**Task brief**. Filter the records below and copy every line that contains the string "Query".

Stored items

○ ○ ○ ○ ○

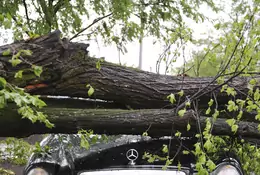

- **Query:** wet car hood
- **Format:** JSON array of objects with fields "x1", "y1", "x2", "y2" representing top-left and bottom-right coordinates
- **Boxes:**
[{"x1": 25, "y1": 134, "x2": 195, "y2": 174}]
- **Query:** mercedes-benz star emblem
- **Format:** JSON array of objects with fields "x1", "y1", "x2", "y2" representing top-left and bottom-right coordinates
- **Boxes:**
[{"x1": 126, "y1": 149, "x2": 139, "y2": 165}]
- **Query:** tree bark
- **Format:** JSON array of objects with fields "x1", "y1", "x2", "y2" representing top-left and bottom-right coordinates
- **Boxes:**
[
  {"x1": 0, "y1": 107, "x2": 260, "y2": 139},
  {"x1": 0, "y1": 31, "x2": 258, "y2": 109}
]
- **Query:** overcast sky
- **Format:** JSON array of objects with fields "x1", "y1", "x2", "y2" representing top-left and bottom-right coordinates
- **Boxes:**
[{"x1": 0, "y1": 0, "x2": 230, "y2": 72}]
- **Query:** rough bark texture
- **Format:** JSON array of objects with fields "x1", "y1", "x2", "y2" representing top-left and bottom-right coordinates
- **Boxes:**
[
  {"x1": 0, "y1": 31, "x2": 260, "y2": 138},
  {"x1": 0, "y1": 108, "x2": 260, "y2": 138},
  {"x1": 0, "y1": 32, "x2": 256, "y2": 108}
]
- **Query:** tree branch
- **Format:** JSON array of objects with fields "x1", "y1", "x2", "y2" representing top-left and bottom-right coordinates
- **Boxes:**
[
  {"x1": 23, "y1": 0, "x2": 32, "y2": 30},
  {"x1": 70, "y1": 13, "x2": 113, "y2": 41}
]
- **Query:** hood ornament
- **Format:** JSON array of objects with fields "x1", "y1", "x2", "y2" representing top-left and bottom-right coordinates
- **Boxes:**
[{"x1": 126, "y1": 149, "x2": 139, "y2": 165}]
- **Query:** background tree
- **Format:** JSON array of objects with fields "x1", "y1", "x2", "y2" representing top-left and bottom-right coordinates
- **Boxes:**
[{"x1": 0, "y1": 0, "x2": 260, "y2": 174}]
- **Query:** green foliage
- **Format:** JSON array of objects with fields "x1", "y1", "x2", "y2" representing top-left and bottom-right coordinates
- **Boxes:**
[
  {"x1": 0, "y1": 78, "x2": 54, "y2": 128},
  {"x1": 0, "y1": 138, "x2": 33, "y2": 165},
  {"x1": 167, "y1": 93, "x2": 176, "y2": 104},
  {"x1": 0, "y1": 0, "x2": 260, "y2": 174},
  {"x1": 78, "y1": 129, "x2": 108, "y2": 149}
]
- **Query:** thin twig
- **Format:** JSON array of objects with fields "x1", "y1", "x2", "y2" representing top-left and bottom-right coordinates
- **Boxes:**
[
  {"x1": 70, "y1": 13, "x2": 113, "y2": 41},
  {"x1": 23, "y1": 0, "x2": 32, "y2": 30}
]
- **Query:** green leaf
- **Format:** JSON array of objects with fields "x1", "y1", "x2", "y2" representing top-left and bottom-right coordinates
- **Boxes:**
[
  {"x1": 226, "y1": 118, "x2": 236, "y2": 127},
  {"x1": 0, "y1": 95, "x2": 6, "y2": 109},
  {"x1": 167, "y1": 93, "x2": 176, "y2": 104},
  {"x1": 142, "y1": 132, "x2": 148, "y2": 136},
  {"x1": 178, "y1": 90, "x2": 184, "y2": 97},
  {"x1": 187, "y1": 123, "x2": 191, "y2": 131},
  {"x1": 162, "y1": 144, "x2": 169, "y2": 153},
  {"x1": 3, "y1": 49, "x2": 11, "y2": 56},
  {"x1": 208, "y1": 99, "x2": 214, "y2": 107},
  {"x1": 178, "y1": 109, "x2": 186, "y2": 117},
  {"x1": 86, "y1": 84, "x2": 95, "y2": 97},
  {"x1": 205, "y1": 107, "x2": 211, "y2": 115},
  {"x1": 182, "y1": 150, "x2": 190, "y2": 155},
  {"x1": 204, "y1": 139, "x2": 213, "y2": 151},
  {"x1": 206, "y1": 159, "x2": 216, "y2": 172},
  {"x1": 231, "y1": 125, "x2": 238, "y2": 133},
  {"x1": 0, "y1": 77, "x2": 7, "y2": 88},
  {"x1": 20, "y1": 50, "x2": 32, "y2": 56},
  {"x1": 32, "y1": 65, "x2": 42, "y2": 77},
  {"x1": 14, "y1": 70, "x2": 23, "y2": 78},
  {"x1": 226, "y1": 87, "x2": 237, "y2": 97},
  {"x1": 175, "y1": 131, "x2": 181, "y2": 137},
  {"x1": 9, "y1": 58, "x2": 22, "y2": 67},
  {"x1": 185, "y1": 101, "x2": 190, "y2": 107}
]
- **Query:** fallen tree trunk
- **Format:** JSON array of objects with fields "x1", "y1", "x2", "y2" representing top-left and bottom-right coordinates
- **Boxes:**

○ ○ ○ ○ ○

**Final result**.
- **Query:** wet car hood
- **Query:** mercedes-benz star emblem
- **Query:** tree bark
- **Query:** overcast sky
- **Query:** rough bark texture
- **Query:** tree branch
- **Query:** hood ornament
- **Query:** background tree
- **Query:** green foliage
- **Query:** thin twig
- **Query:** green leaf
- **Query:** fallen tree trunk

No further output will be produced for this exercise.